▶ **ZU ERLEDIGENDE AUFGABEN**
a - Erkläre anhand des Textes zur deutsch-ägyptischen Kooperation in der Rechtsmedizin, warum nach den Ausschreitungen vom 9. Oktober 2011 eine weitere Eskalation verhindert werden konnte.
b - Aktualisiere im Text zur deutsch-ägyptischen Kooperation in der Rechtsmedizin den Abschnitt von „Am 9. Oktober 2011“ bis „die Opfer untersuchten.“, indem du „Militär“ durch „Heer“ ersetzt.

▶ **TEXT ZUM LESEN**
* * * *
Deutsch-ägyptische Kooperation in der Rechtsmedizin

Deutschland unterstützt Ägypten bei seinem Übergang zur Demokratie unter anderem dadurch, dass es ägyptischen Rechtsmedizinern Fortbildungen in Deutschland ermöglicht.

 

Das mag auf den ersten Blick überraschen. Sieht man jedoch etwas genauer hin, wird die Verbindung dieses Ansatzes mit dem Transformationsprozess deutlich.

 

Am 9. Oktober 2011 kam es vor dem Fernseh- und Rundfunkgebäude in Kairo zu den blutigsten Ausschreitungen seit dem Sturz von Hosni Mubarak: Bei einer Demonstration von koptischen Christen gab es schwere Zusammenstöße mit dem Militär, bei denen 26 Menschen starben, darunter auch mehrere Soldaten.

 

Zunächst wollten die Angehörigen der Opfer keine Autopsien zulassen, ihre Rechtsanwälte konnten sie aber von der Notwendigkeit überzeugen, die genaue Todesursache festzustellen. In der Masse, die sich vor dem Krankenhaus versammelt hatte, bildete sich rasch eine Gasse für die Gerichtsmediziner, die die Opfer untersuchten.

 

Dabei stellte sich heraus, dass viele der Opfer nicht durch gezielte Schüsse zu Tode gekommen, sondern von Panzern überrollt worden waren. Hierdurch konnte für die Angehörigen Gewissheit über den Hergang hergestellt und damit letztlich eine weitere Eskalation verhindert werden.

 

Ausbildungsprogramm für ägyptische Mediziner in Berlin

 

Der Einsatz der Gerichtsmediziner wurde allseits gelobt, jedoch fehlte die nötige Ausrüstung, um die fachliche Arbeit bestmöglich auszuführen. Als Deutschland im Rahmen der Transformationspartnerschaft Unterstützung anbot, äußerte Ägypten die konkrete Bitte, bei der Errichtung eines forensischen Labors und der Fortbildung für Rechtsmediziner behilflich zu sein.

 

Gemeinsam mit dem Institut für Rechtsmedizin an der Berliner Charité wurde so ein Ausbildungsprogramm ins Leben gerufen, das bisher sieben ägyptischen Rechtsmedizinern und drei Toxikologen intensive zehntägige Lehrgänge in Berlin ermöglicht hat.

 

Erste positive Bilanz

 

Professor Michael Tsokos, Direktor des Berliner Instituts für Rechtsmedizin, zieht nach den ersten Besuchen aus Ägypten ein durchweg positives Fazit: "Wir sind sehr zufrieden und sogar überrascht, wie gut bisher alles verlief. Die Teilnehmer aus Ägypten sind fachlich sehr gut vorbereitet und mit großem Interesse und Engagement dabei".
* * * *
▶ **GEZEIGTES MATERIAL**
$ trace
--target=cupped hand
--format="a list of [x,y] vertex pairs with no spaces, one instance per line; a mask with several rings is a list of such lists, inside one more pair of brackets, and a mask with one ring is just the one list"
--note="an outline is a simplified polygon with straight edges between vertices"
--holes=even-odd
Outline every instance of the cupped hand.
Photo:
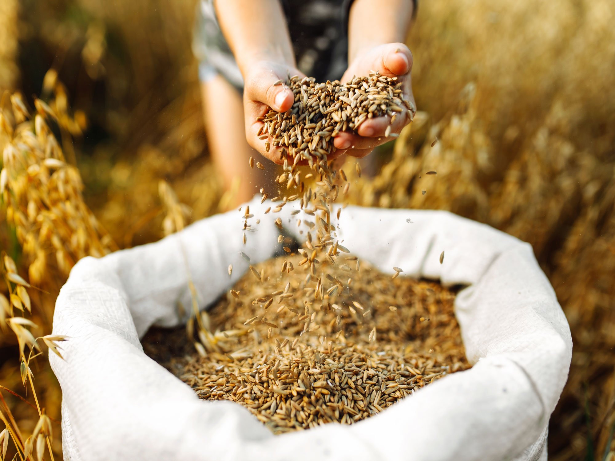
* * * *
▶ **ANTWORTEN ZU AUFGABEN**
a - Die Gerichtsmediziner untersuchten die Opfer und stellten fest, dass viele nicht durch gezielte Schüsse gestorben, sondern von Panzern überrollt worden waren. Dadurch erhielten die Angehörigen Gewissheit über den Hergang, was letztlich eine weitere Eskalation verhinderte.

b -
Am 9. Oktober 2011 kam es vor dem Fernseh- und Rundfunkgebäude in Kairo zu den blutigsten Ausschreitungen seit dem Sturz von Hosni Mubarak: Bei einer Demonstration von koptischen Christen gab es schwere Zusammenstöße mit dem Heer, bei denen 26 Menschen starben, darunter auch mehrere Soldaten.

 

Zunächst wollten die Angehörigen der Opfer keine Autopsien zulassen, ihre Rechtsanwälte konnten sie aber von der Notwendigkeit überzeugen, die genaue Todesursache festzustellen. In der Masse, die sich vor dem Krankenhaus versammelt hatte, bildete sich rasch eine Gasse für die Gerichtsmediziner, die die Opfer untersuchten.